### Exercise directions
Rewrite the records from their start through the line containing "M 77 121 L 87", changing "outline" to "contour" and leaving everything else unchanged. Omit the pictures from your output.

### Stored rows
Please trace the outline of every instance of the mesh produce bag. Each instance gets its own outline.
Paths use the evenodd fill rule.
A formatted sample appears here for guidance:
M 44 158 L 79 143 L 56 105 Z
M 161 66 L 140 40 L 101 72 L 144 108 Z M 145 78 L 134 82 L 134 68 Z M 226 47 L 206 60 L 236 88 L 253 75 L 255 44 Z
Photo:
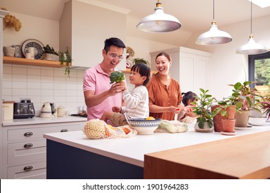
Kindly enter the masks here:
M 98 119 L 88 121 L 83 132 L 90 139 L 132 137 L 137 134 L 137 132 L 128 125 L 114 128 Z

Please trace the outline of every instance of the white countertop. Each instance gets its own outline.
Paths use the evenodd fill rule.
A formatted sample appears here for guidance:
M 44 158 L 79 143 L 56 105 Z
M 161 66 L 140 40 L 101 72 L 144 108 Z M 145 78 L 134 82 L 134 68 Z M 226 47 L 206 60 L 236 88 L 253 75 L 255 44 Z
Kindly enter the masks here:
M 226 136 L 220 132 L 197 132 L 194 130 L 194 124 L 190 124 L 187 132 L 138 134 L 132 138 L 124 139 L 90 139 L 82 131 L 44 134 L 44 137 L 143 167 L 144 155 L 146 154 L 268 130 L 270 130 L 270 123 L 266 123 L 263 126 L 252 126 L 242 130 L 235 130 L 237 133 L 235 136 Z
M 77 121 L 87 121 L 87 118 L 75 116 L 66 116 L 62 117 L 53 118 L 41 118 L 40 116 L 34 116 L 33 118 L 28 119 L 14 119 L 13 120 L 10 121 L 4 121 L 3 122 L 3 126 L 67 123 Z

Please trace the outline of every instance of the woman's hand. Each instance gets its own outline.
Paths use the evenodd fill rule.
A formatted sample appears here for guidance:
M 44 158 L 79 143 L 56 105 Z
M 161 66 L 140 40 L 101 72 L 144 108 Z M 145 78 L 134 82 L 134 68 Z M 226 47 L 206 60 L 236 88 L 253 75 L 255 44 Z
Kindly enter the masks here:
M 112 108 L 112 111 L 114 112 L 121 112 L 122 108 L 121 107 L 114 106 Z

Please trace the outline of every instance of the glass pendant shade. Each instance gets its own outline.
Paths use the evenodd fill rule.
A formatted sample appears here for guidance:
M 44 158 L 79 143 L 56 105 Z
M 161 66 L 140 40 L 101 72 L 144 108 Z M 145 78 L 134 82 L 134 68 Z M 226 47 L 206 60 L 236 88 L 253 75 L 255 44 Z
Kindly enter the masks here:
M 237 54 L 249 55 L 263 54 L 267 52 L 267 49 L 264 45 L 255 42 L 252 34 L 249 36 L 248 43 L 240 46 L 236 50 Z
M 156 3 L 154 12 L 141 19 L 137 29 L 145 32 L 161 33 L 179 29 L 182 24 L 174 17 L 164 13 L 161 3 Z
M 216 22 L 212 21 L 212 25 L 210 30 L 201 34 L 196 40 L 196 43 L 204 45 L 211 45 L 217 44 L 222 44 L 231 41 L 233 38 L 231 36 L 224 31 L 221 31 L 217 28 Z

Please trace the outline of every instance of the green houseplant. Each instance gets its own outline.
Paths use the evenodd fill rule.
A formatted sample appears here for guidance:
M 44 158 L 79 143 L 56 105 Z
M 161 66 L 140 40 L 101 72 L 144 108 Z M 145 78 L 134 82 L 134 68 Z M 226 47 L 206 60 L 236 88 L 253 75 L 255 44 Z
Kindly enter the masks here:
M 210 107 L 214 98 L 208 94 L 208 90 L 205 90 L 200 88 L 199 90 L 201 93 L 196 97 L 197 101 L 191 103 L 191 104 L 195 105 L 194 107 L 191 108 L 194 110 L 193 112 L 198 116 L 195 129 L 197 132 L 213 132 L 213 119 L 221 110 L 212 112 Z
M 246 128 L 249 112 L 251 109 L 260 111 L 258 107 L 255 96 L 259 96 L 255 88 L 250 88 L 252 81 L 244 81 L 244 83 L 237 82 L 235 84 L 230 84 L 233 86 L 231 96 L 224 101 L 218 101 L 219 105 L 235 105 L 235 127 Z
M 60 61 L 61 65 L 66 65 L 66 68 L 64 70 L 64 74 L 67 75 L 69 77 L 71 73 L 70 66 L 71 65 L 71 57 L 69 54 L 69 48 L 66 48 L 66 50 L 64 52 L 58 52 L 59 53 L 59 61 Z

### The result
Please trace the contour of every instance of the mesh produce bag. Each instance gets its own contour.
Paths use the evenodd fill rule.
A formatted sample appears here for guidance:
M 44 158 L 79 143 L 56 105 Z
M 161 66 L 140 40 L 101 72 L 144 108 Z M 145 78 L 134 82 L 134 68 Z M 226 47 L 206 60 L 236 88 L 253 75 L 255 44 Z
Photo:
Kindly enter the masks here:
M 98 119 L 88 121 L 83 132 L 90 139 L 132 137 L 137 134 L 137 132 L 128 125 L 114 128 Z

Please trace the contour of every instance of the white countertop. Each instance gets its own contour.
Paths use the evenodd fill rule.
A formatted sample appears here for guidance:
M 44 158 L 79 143 L 56 105 Z
M 161 66 L 140 40 L 101 72 L 144 108 Z M 145 78 L 134 82 L 134 68 Z M 226 47 L 206 60 L 236 88 L 253 75 L 255 44 Z
Kindly enter the masks here:
M 226 136 L 220 132 L 197 132 L 194 130 L 194 124 L 190 124 L 187 132 L 138 134 L 132 138 L 124 139 L 90 139 L 82 131 L 44 134 L 44 137 L 143 167 L 144 155 L 146 154 L 268 130 L 270 130 L 270 123 L 266 123 L 263 126 L 252 126 L 242 130 L 235 130 L 237 133 L 235 136 Z
M 77 121 L 87 121 L 87 118 L 75 116 L 66 116 L 62 117 L 53 118 L 41 118 L 40 116 L 34 116 L 33 118 L 28 119 L 14 119 L 13 120 L 10 121 L 4 121 L 3 122 L 3 126 L 67 123 Z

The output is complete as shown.